## [WORK INSTRUCTIONS]
#1 In the mailing-list post about ROM carriers, how many ROM images will the inexpensive carrier being prototyped hold?
#2 Scale the listing starting at the line that contains "Point to the wall" and ending at the last line of the listing. Repeat those lines with their requests, multiplying every coordinate in the answers by 1.05 and rounding to whole numbers, with halves rounded up.

## [QUOTED PASSAGE]
──────────

On 7/8/21 10:06 AM, Justin Poirier wrote:
It appears that Club100 on bitchin100 only have a handful of ROM images. Where 
do I go to find SuperROM, Disk+ and those others? They have generic enough 
names that Google has been of very little help.

I have been working on an inexpensive carrier solution (for myself, mostly) 
that will hold (8) ROM images that are selected with a group of DIP switches on 
the carrier itself. Nothing fancy, but if I like the results, I could probably 
crank them out, burned and ready, in the $20-$25 range. Not committing to 
anything at all, since I’m still in prototyping, but with (8) ROM slots, I’m 
not sure what to put in them. So far, I made one that has TS-DOS, Ultimate, 
Cleusseau and TS-Random. And since I have twice as much space as all that, it 
includes those titles in both the M100/102 versions as well as the M200 
version. That seems wasteful. Maybe I’m wrong!

How are you connecting up to burn them? Through the edge connectors with a reverse pinout adapter? DIP-28 test clip on the outside edges with the wires arranged into a reverse pinout adapter? Or are you just burning before soldering and no re-writing after that?

I made this single-rom carrier that, since it's an SOIC package, and I have a resistor rather than a trace for /WE, is easy to just connect normally with a soic test clip to program.
http://tandy.wiki/Teeprom


But that 28C256 is now OVER $10 just for a single 32k, and I'd like to try to ditch the requirement for the test clip if possible, and definitely don't want to require an actual Molex socket. (I have molex sockets, but I'm trying to make a design anyone can use, not just something for myself) So I tried this
https://github.com/bkw777/Teeprom/blob/master/Teeprom2.md

4 or 8 roms (that's just a 4-rom version but 8 would be a straightforward progression from there) and no special parts needed, and it's even both cheaper and more convenient than the soic-28 test clip, and the flash part is both more readily available (multiple manufacturers still) and just over $1 instead of over $10.

──────────

## [DATA FOR PROCESSING]
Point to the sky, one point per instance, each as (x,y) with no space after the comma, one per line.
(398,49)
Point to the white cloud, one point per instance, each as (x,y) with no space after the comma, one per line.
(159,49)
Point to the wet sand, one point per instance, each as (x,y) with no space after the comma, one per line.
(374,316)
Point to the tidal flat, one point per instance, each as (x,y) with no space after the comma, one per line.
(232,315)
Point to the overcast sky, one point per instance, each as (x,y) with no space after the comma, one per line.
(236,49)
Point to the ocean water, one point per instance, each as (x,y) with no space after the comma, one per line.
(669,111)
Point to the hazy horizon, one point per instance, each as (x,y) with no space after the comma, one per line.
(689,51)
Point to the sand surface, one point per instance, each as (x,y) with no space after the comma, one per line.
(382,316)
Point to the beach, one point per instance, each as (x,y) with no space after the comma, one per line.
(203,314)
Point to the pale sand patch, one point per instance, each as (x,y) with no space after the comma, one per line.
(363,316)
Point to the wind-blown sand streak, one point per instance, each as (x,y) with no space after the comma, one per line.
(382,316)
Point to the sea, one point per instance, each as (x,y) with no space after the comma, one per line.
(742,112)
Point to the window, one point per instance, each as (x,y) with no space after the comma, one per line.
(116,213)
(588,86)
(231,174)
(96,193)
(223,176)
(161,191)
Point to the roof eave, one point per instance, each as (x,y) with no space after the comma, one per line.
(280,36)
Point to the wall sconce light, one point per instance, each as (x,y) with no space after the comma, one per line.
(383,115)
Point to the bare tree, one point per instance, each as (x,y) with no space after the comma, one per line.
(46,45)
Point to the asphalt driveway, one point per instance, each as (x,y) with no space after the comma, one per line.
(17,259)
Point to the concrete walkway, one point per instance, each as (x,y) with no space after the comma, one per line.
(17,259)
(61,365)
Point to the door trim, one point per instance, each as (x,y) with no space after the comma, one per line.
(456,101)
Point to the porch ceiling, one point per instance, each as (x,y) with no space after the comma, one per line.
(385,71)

──────────

## [OUTPUTS FOR THE TASKS]
#1 Eight

#2
Point to the wall sconce light, one point per instance, each as (x,y) with no space after the comma, one per line.
(402,121)
Point to the bare tree, one point per instance, each as (x,y) with no space after the comma, one per line.
(48,47)
Point to the asphalt driveway, one point per instance, each as (x,y) with no space after the comma, one per line.
(18,272)
Point to the concrete walkway, one point per instance, each as (x,y) with no space after the comma, one per line.
(18,272)
(64,383)
Point to the door trim, one point per instance, each as (x,y) with no space after the comma, one per line.
(479,106)
Point to the porch ceiling, one point per instance, each as (x,y) with no space after the comma, one per line.
(404,75)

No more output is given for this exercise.